*** Opening EXCERPTED DATA ***

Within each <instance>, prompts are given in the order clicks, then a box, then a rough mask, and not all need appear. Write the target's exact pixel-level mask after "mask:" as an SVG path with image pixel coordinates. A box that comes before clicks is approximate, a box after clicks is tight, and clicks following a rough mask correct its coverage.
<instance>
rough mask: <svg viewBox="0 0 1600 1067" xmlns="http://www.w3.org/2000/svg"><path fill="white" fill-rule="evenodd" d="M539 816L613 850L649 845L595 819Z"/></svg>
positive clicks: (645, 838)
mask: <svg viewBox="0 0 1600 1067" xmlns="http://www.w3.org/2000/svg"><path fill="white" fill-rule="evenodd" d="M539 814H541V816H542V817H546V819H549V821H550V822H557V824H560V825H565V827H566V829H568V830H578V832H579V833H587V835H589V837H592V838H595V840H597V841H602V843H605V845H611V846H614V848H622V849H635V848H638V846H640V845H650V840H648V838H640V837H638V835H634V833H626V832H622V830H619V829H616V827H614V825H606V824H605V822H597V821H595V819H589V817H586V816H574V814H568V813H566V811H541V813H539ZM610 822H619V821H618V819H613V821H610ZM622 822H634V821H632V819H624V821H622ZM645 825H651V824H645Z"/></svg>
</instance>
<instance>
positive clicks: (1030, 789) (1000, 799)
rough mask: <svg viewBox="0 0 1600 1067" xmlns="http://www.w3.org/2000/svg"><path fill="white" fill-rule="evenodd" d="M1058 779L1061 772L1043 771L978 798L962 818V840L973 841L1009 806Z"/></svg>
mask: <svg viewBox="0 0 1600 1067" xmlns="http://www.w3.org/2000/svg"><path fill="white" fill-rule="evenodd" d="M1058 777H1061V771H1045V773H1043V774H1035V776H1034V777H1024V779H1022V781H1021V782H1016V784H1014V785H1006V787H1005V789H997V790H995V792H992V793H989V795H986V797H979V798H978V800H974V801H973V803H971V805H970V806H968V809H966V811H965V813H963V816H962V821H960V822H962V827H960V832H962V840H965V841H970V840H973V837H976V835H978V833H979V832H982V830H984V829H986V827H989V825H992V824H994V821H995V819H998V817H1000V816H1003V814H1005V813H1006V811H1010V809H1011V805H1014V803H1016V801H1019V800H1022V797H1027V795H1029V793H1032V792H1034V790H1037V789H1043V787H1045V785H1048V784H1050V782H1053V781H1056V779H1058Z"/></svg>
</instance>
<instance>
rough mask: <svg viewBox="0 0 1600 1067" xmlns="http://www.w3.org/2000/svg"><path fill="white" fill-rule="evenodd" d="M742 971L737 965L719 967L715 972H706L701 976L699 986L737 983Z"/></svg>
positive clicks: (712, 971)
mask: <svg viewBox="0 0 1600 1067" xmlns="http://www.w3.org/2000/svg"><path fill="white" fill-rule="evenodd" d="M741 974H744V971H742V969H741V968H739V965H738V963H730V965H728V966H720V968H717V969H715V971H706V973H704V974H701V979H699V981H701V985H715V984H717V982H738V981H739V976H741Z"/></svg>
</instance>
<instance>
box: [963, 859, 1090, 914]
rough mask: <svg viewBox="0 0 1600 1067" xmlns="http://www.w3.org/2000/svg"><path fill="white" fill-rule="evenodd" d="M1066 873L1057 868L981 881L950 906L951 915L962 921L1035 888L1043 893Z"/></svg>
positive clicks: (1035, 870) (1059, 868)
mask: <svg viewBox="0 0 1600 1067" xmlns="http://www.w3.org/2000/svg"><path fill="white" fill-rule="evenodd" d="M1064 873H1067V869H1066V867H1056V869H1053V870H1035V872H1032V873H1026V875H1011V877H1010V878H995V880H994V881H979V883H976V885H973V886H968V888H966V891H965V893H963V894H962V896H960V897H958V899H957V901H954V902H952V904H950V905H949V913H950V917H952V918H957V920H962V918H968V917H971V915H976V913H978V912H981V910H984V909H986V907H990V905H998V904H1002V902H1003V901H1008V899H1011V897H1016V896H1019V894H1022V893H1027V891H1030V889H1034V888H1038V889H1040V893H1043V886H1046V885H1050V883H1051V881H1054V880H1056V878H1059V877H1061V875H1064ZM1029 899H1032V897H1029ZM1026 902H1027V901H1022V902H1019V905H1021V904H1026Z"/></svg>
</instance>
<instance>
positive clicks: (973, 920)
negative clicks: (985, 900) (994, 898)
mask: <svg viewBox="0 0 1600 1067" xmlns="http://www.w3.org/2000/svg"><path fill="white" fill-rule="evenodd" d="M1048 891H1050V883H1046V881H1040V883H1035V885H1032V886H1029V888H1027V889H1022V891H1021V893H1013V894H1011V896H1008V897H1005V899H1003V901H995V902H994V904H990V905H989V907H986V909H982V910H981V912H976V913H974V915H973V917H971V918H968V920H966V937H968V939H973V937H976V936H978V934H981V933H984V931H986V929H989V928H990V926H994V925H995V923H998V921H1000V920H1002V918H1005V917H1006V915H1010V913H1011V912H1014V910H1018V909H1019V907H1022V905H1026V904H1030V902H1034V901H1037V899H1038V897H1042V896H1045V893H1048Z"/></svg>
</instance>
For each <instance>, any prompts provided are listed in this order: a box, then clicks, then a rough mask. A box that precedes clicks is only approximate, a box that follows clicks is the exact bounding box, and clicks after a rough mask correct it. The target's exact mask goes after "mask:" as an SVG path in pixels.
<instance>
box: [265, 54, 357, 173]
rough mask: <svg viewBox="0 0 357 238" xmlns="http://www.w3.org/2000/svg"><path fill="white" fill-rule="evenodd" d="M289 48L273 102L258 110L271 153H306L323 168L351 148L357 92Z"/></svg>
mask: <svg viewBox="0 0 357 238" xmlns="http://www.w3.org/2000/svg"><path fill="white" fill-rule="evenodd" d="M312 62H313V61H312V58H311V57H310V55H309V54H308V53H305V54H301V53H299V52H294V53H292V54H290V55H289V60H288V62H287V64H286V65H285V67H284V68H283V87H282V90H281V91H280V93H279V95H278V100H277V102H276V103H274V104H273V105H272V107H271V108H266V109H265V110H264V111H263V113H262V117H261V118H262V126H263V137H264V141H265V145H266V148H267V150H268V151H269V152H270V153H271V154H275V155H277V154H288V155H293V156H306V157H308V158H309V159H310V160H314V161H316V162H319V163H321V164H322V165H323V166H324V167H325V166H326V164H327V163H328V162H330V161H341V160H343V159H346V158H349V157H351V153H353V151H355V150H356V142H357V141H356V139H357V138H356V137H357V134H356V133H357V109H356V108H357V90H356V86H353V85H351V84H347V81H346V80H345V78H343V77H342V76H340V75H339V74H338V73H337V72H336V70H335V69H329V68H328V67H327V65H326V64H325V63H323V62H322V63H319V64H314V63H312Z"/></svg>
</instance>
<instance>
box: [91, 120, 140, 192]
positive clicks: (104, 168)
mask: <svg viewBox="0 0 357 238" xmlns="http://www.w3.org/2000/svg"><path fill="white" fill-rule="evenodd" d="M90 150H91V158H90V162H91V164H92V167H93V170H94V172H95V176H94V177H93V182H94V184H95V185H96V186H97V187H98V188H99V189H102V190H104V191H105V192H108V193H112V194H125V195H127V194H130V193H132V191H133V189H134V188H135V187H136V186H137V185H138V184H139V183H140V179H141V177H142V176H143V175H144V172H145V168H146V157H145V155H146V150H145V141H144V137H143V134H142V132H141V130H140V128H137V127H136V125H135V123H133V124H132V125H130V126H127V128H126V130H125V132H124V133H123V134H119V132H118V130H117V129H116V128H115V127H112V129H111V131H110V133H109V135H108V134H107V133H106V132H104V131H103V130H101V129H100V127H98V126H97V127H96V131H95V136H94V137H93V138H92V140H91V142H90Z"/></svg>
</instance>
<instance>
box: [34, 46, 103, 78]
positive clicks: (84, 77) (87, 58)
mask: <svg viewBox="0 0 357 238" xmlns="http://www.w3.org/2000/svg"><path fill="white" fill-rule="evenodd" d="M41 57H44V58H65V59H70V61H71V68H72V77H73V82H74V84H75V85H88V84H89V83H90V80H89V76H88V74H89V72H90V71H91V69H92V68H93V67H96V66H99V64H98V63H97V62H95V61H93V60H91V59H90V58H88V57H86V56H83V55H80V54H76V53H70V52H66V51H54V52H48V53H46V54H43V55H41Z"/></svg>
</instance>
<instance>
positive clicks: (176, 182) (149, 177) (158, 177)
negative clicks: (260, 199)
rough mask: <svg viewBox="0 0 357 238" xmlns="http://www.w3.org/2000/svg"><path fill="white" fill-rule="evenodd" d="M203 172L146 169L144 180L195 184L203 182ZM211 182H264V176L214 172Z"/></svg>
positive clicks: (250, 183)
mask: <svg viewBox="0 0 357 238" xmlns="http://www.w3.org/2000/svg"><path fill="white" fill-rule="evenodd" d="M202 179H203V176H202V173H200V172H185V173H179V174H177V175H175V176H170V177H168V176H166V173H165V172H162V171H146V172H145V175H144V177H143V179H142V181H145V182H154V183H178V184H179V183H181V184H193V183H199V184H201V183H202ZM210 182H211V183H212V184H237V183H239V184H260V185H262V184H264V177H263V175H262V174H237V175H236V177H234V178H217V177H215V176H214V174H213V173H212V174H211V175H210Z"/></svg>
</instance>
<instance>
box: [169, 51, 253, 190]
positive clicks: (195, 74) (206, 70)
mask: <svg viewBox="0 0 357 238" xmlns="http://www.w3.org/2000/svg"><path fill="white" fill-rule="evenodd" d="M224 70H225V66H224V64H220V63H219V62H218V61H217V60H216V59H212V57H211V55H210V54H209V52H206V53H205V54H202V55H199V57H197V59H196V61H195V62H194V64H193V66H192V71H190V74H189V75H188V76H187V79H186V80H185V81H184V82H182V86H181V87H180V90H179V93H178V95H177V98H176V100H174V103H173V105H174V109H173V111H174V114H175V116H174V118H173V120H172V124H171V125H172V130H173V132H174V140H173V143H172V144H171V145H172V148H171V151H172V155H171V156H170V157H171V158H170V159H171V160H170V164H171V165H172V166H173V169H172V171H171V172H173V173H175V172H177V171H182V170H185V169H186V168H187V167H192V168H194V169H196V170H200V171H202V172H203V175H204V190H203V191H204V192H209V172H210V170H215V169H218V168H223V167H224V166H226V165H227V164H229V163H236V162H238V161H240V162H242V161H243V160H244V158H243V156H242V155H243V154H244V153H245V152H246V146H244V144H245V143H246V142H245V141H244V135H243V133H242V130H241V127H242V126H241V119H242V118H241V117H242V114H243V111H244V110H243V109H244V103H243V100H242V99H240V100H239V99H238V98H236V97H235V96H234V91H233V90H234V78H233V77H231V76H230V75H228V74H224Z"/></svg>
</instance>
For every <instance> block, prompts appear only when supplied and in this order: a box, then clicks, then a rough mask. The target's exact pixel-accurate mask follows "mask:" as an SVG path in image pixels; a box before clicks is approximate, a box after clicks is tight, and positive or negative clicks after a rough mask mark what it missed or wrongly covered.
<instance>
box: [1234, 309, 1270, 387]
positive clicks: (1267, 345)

*** Closing EXCERPTED DATA ***

*WORK ITEM*. After locating the line with "box: [963, 859, 1090, 914]" in the material above, return it and each line after it exactly, ending at the line with "873L1057 868L981 881L950".

*FINAL ANSWER*.
box: [963, 859, 1090, 914]
rough mask: <svg viewBox="0 0 1600 1067" xmlns="http://www.w3.org/2000/svg"><path fill="white" fill-rule="evenodd" d="M1066 873L1057 868L981 881L950 906L951 915L962 921L1035 888L1043 893Z"/></svg>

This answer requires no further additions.